=== Description of the task ===
For the material that follows, tally the lines holding "around" and give the total alone.

=== Entries supplied ===
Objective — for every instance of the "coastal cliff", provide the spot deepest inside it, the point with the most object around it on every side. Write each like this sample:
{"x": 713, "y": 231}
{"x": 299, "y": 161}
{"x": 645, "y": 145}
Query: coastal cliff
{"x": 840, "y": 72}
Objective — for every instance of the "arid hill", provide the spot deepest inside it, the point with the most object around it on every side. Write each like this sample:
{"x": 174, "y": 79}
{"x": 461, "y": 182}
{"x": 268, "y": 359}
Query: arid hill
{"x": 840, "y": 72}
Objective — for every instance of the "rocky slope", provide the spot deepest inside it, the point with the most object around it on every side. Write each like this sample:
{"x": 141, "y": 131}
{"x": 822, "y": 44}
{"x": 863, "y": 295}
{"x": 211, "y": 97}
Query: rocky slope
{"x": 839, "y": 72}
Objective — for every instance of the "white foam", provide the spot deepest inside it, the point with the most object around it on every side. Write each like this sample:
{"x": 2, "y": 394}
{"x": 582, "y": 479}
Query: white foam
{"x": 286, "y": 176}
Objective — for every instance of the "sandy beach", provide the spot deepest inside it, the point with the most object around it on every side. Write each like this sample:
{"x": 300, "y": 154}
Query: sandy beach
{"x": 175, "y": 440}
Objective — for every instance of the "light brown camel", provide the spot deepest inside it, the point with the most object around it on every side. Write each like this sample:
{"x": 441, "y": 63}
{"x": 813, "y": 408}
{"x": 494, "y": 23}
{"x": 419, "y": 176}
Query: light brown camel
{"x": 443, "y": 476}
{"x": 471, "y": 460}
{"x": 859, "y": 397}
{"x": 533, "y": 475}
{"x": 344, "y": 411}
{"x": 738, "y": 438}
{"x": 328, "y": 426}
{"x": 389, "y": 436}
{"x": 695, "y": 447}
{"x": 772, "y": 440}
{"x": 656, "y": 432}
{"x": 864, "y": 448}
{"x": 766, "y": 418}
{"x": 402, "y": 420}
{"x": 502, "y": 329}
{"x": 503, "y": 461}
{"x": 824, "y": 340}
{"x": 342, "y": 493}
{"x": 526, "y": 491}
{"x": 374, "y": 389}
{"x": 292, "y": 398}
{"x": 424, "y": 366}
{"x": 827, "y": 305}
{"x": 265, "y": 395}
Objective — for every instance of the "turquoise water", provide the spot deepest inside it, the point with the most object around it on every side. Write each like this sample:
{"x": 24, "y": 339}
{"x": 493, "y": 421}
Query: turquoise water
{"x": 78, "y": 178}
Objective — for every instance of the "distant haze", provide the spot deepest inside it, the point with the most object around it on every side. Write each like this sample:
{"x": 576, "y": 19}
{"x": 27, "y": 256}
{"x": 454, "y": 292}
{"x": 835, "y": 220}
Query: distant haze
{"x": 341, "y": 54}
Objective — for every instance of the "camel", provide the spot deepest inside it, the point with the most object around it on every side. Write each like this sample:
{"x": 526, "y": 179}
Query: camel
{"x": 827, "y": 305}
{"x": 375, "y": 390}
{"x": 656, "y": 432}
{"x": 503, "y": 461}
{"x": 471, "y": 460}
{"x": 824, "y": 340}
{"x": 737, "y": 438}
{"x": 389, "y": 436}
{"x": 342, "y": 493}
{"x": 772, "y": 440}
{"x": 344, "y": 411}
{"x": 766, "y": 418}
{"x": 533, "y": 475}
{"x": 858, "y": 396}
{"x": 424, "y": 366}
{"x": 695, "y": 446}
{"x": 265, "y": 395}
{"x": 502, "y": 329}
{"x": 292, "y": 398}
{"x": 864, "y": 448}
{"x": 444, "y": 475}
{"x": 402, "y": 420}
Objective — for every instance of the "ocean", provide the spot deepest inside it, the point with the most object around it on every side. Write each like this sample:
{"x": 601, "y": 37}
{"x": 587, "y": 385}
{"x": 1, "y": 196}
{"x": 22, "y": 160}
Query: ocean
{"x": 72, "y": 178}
---
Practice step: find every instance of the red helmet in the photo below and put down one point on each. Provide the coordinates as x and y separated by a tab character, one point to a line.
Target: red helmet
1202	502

=== Output of the task ===
10